### Text excerpt
She was also active in the South Place Ethical Society during the 1920s, where her father Clarence H. Seyler took his family for many years to hear Moncure Conway lecture as an alternative to attending a religious Sunday service. Clarence ran a class for the study of Herbert Spencer, contributed to the South Place magazine on rationalist matters and wrote a treatise on birth control which he circulated privately among his family.

Career

Seyler first appeared on the stage in 1909, and was initially  known as a stage actress. She made her film debut in 1921, and subsequently became known for playing slightly dotty old ladies in many British films from the 1930s to the 1960s.

In 1933, Seyler together with Nicholas Hannen, took a company which included Hannen's daughter by his first marriage, Hermione Hannen, on a well-received tour of the Far East and Australia.

Her most memorable stage credits included Mrs Malaprop in The Rivals, Lady Bracknell in The Importance of Being Earnest and a double-act, with her good friend Dame Sybil Thorndike, as the murderous spinster sisters in Arsenic and Old Lace.

Her film and television career lasted into the 1960s, and included roles in The Citadel (1938), Night of the Demon (1957) and The Avengers (1964, 1965). She was also a regular cast member in screen adaptations of Charles Dickens' novels. Although her silent film appearance in Pickwick (1921) is missing, she played the elderly fiancée in The Pickwick Papers (1952). She was cast as a Chinese woman in Passport to China (1960).

Seyler virtually retired from acting after 1970 but continued making public appearances until well into the 1980s, memorably as a guest of Terry Wogan on his eponymous BBC chat show. In 1988, at the age of 99, she was the castaway on radio's Desert Island Discs. In 1990, at the age of 101, she appeared at the National Theatre, talking about her long life and career.

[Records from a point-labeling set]
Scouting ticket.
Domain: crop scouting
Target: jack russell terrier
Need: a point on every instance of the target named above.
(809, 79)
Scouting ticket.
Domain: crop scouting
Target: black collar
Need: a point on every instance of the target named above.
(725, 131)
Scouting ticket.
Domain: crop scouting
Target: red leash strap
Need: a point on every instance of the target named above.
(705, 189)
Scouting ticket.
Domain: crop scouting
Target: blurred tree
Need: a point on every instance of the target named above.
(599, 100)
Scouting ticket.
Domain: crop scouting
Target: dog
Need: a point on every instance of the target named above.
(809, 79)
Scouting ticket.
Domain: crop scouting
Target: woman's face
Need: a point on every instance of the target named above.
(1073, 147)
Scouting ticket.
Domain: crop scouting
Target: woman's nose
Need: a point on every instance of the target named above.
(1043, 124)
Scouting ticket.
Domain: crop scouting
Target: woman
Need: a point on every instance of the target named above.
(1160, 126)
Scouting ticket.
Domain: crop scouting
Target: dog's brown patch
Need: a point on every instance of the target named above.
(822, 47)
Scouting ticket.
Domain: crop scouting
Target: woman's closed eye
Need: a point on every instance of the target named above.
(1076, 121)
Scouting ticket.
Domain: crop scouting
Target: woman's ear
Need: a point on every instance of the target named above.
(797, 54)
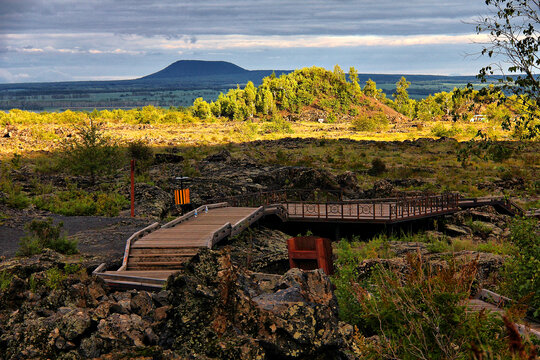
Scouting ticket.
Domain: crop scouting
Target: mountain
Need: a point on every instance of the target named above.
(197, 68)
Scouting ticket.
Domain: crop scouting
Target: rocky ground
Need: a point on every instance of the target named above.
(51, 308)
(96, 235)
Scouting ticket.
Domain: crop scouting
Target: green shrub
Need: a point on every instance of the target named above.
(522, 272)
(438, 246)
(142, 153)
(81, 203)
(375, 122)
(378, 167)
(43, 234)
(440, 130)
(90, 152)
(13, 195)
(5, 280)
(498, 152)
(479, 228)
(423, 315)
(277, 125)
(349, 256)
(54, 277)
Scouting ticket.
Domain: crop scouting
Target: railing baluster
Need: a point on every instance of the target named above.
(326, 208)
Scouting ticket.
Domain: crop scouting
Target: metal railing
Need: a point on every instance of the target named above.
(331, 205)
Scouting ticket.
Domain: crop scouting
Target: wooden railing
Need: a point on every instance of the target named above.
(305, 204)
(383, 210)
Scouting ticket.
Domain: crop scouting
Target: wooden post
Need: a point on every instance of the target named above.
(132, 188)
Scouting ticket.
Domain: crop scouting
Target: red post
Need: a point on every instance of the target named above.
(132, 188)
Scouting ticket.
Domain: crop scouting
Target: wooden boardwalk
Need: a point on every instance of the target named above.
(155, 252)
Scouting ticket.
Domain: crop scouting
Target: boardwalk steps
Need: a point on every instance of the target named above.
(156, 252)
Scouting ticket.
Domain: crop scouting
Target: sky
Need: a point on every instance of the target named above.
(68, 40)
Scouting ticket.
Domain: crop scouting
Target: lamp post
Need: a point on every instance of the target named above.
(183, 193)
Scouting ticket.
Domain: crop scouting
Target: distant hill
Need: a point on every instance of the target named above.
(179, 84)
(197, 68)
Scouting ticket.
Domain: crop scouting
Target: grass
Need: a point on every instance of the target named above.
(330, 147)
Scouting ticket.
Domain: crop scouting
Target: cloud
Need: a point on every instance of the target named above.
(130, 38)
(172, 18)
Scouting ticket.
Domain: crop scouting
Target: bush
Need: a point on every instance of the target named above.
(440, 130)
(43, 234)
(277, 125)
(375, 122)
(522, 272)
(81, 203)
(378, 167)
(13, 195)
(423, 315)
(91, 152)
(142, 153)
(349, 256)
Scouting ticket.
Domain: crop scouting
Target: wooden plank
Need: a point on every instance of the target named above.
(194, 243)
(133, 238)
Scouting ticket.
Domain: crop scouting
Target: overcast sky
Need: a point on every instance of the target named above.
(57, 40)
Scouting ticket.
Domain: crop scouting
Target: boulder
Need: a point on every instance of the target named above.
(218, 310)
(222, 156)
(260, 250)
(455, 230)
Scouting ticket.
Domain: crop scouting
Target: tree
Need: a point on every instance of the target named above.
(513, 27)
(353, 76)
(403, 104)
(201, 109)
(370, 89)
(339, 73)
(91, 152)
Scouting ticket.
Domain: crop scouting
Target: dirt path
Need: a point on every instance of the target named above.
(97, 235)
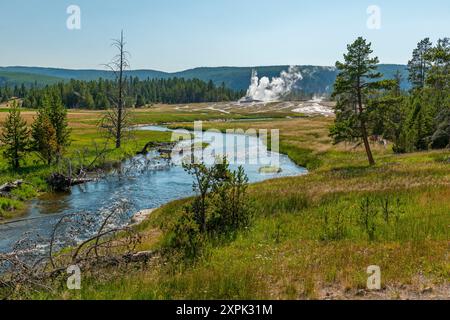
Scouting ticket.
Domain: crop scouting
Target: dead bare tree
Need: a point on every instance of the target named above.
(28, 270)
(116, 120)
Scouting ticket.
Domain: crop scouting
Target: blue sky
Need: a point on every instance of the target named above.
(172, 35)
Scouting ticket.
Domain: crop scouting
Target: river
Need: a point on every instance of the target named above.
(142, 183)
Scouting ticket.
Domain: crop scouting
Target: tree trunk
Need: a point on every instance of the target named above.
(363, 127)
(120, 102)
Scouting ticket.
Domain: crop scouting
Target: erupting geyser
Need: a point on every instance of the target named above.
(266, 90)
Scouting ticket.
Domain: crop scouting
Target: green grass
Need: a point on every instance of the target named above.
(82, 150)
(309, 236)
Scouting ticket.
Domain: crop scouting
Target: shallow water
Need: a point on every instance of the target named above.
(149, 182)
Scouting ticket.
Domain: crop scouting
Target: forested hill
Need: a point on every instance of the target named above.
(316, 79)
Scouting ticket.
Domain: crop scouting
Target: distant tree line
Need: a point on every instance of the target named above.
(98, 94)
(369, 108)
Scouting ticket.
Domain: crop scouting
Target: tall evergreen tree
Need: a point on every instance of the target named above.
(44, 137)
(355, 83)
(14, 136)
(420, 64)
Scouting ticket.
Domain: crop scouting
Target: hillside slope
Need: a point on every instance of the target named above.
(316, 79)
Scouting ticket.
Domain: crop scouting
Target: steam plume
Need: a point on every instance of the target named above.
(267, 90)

### Required actions
• A. Copy the text on Seyler from "Her most memorable" to "and Old Lace.".
• B. How many lines of the records contain the string "post", with case counting? Reply with the number alone.
The text on Seyler and the records are unrelated material.

### Results for the exercise
• A.
Her most memorable stage credits included Mrs Malaprop in The Rivals, Lady Bracknell in The Importance of Being Earnest and a double-act, with her good friend Dame Sybil Thorndike, as the murderous spinster sisters in Arsenic and Old Lace.

• B. 3